Job
Identify every line in the items below that contains the word "white", and copy each of those lines in full.
====
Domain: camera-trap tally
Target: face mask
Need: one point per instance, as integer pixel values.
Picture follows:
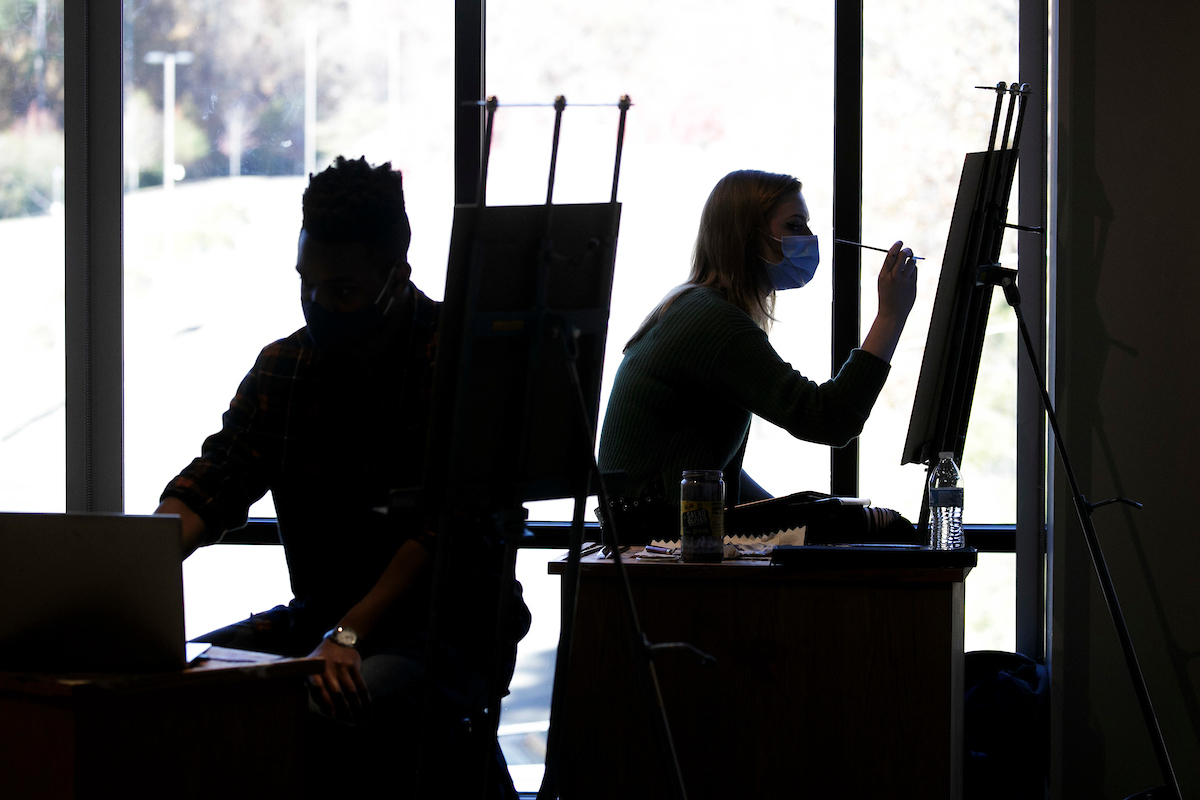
(335, 330)
(799, 264)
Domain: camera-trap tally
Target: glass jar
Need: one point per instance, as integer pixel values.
(702, 515)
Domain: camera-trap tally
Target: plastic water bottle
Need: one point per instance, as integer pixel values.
(946, 505)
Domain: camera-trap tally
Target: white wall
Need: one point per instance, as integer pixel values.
(1128, 371)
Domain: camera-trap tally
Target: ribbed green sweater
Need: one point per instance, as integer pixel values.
(685, 391)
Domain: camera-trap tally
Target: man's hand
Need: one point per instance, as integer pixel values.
(192, 525)
(340, 690)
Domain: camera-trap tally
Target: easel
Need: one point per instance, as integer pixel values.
(516, 397)
(977, 271)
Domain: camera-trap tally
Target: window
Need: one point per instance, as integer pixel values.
(33, 419)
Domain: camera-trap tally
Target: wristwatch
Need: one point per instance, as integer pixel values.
(347, 637)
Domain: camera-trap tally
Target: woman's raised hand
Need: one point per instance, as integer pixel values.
(898, 283)
(898, 292)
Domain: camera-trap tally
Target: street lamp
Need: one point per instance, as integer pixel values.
(168, 61)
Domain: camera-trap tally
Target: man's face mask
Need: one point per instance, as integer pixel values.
(335, 330)
(799, 264)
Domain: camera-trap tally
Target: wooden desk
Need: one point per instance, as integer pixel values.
(829, 683)
(214, 729)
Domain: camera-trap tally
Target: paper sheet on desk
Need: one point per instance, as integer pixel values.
(735, 546)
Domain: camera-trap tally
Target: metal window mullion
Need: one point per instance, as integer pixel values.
(1031, 429)
(94, 289)
(847, 214)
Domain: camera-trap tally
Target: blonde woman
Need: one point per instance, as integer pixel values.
(701, 365)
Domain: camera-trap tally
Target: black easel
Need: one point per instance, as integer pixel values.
(495, 444)
(983, 251)
(997, 276)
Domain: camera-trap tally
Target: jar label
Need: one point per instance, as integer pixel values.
(948, 495)
(702, 518)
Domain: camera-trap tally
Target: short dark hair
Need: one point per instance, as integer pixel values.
(354, 202)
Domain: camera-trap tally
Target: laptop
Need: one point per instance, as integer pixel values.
(90, 593)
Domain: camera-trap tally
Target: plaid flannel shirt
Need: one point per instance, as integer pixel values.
(329, 438)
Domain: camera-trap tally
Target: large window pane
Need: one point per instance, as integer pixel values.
(221, 130)
(33, 417)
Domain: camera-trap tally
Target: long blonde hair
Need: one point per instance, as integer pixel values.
(727, 245)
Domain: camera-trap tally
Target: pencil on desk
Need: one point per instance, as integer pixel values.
(882, 250)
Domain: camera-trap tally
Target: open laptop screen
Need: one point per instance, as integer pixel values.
(90, 593)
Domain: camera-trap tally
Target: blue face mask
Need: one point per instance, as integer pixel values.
(335, 330)
(799, 264)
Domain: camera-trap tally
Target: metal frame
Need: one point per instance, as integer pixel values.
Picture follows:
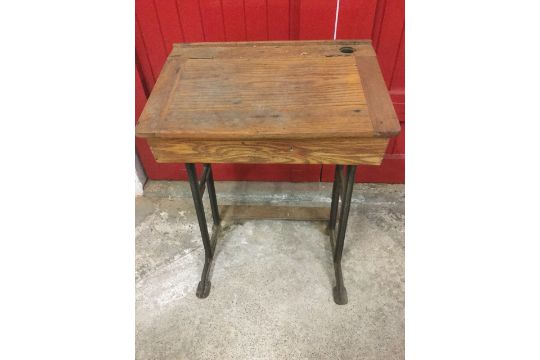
(197, 191)
(342, 189)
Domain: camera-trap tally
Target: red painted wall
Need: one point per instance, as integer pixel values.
(160, 23)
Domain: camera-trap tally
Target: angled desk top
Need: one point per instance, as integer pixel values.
(322, 102)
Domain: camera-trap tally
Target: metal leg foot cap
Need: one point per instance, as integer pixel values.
(203, 289)
(340, 298)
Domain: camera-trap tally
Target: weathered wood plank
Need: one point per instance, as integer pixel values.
(369, 151)
(305, 102)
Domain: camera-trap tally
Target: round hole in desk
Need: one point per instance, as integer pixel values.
(346, 49)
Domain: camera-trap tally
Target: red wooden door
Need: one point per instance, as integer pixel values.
(161, 23)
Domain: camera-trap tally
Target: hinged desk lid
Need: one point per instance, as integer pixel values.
(287, 90)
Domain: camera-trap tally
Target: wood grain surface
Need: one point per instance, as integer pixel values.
(303, 102)
(368, 151)
(277, 98)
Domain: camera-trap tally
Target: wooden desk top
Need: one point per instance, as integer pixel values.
(286, 93)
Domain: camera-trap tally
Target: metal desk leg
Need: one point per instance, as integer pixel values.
(343, 188)
(197, 191)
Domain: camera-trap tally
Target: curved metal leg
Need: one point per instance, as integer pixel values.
(343, 187)
(197, 191)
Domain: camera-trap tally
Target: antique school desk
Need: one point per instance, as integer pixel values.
(291, 102)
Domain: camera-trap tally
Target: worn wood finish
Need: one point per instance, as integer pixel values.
(304, 102)
(347, 151)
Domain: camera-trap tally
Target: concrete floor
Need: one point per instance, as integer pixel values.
(271, 295)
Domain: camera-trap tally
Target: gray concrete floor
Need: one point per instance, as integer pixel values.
(271, 295)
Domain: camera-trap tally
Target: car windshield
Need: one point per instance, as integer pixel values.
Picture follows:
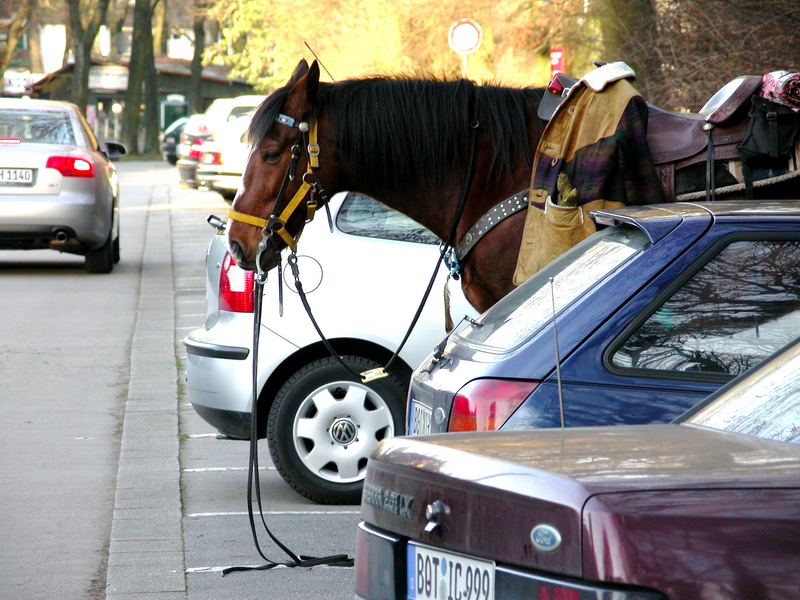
(36, 126)
(524, 311)
(764, 403)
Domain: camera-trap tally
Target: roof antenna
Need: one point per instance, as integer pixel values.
(319, 61)
(558, 355)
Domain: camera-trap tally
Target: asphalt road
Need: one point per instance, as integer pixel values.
(112, 487)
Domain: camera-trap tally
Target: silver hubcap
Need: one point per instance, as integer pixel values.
(337, 427)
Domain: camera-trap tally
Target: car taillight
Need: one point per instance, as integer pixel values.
(211, 158)
(196, 151)
(235, 287)
(71, 166)
(485, 404)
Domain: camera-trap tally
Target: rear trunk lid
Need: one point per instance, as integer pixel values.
(500, 487)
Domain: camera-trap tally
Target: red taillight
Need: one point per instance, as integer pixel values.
(235, 287)
(71, 166)
(196, 152)
(211, 158)
(485, 404)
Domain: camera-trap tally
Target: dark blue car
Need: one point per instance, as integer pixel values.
(653, 313)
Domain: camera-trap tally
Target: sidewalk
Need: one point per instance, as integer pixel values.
(146, 558)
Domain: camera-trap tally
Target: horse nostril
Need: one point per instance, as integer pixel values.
(236, 251)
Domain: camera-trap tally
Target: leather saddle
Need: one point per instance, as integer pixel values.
(679, 140)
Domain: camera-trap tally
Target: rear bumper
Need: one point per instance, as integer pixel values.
(219, 371)
(34, 221)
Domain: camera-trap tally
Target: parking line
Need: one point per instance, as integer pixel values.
(219, 469)
(274, 513)
(218, 569)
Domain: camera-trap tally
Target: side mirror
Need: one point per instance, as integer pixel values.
(115, 150)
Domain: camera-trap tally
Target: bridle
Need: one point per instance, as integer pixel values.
(310, 188)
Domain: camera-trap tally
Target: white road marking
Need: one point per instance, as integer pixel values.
(219, 469)
(274, 512)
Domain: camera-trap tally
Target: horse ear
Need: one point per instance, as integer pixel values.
(300, 70)
(304, 92)
(313, 82)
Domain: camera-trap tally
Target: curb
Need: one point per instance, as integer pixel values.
(146, 557)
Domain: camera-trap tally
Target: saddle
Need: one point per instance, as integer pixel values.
(681, 140)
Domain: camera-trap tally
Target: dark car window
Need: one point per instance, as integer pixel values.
(764, 403)
(524, 311)
(365, 216)
(729, 316)
(37, 126)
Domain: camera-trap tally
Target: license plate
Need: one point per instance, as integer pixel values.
(419, 421)
(17, 176)
(433, 574)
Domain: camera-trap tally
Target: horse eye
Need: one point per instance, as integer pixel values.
(272, 157)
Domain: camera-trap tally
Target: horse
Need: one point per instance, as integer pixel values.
(406, 142)
(447, 153)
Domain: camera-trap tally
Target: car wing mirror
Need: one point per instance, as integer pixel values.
(115, 150)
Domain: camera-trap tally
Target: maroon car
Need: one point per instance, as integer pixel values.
(709, 508)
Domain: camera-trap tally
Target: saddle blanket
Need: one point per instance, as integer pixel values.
(593, 154)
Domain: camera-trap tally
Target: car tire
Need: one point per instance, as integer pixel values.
(116, 251)
(324, 465)
(100, 260)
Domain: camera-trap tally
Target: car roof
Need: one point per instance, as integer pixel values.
(656, 220)
(37, 104)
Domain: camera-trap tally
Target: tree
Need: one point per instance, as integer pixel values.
(85, 18)
(14, 32)
(142, 70)
(196, 71)
(117, 13)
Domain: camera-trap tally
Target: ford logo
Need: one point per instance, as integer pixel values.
(545, 538)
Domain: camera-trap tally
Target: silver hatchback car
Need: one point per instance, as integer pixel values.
(58, 188)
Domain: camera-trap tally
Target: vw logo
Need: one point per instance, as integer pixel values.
(343, 431)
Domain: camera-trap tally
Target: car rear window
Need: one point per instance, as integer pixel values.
(740, 307)
(37, 126)
(765, 404)
(520, 314)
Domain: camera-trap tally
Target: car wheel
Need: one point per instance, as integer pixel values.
(324, 425)
(100, 260)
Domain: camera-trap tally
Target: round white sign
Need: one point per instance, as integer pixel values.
(465, 36)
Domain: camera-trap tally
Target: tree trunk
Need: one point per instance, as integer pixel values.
(14, 33)
(195, 83)
(117, 13)
(142, 70)
(136, 69)
(160, 29)
(34, 41)
(151, 111)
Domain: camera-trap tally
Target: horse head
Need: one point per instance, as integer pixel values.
(280, 184)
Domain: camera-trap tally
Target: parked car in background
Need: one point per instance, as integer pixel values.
(169, 140)
(194, 135)
(224, 159)
(58, 188)
(211, 124)
(364, 282)
(653, 313)
(705, 508)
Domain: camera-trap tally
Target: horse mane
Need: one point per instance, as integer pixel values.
(402, 129)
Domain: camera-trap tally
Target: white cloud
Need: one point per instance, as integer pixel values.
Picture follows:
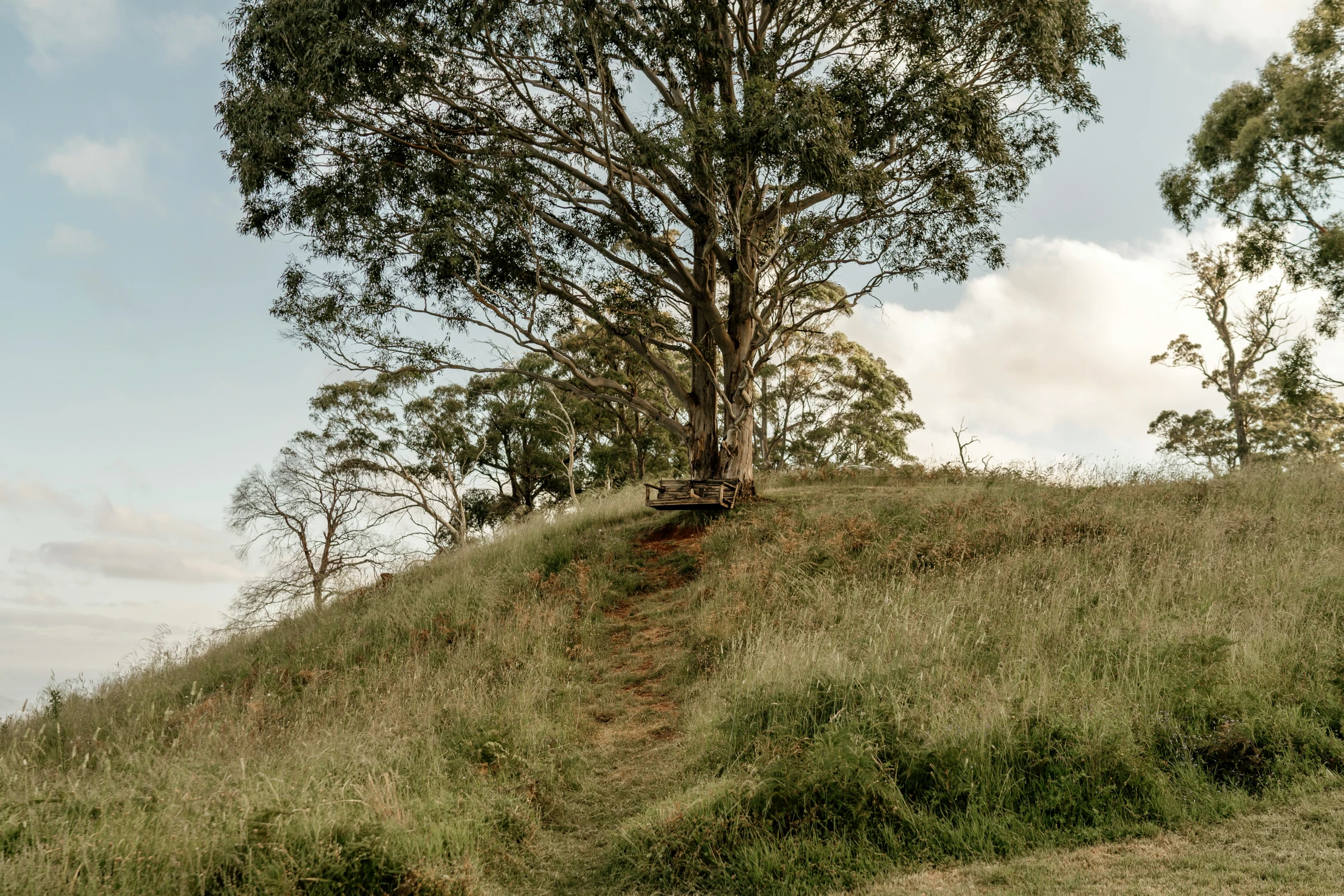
====
Correct result
Target: white wall
Target: white road marking
Target: round white sign
Target: white cloud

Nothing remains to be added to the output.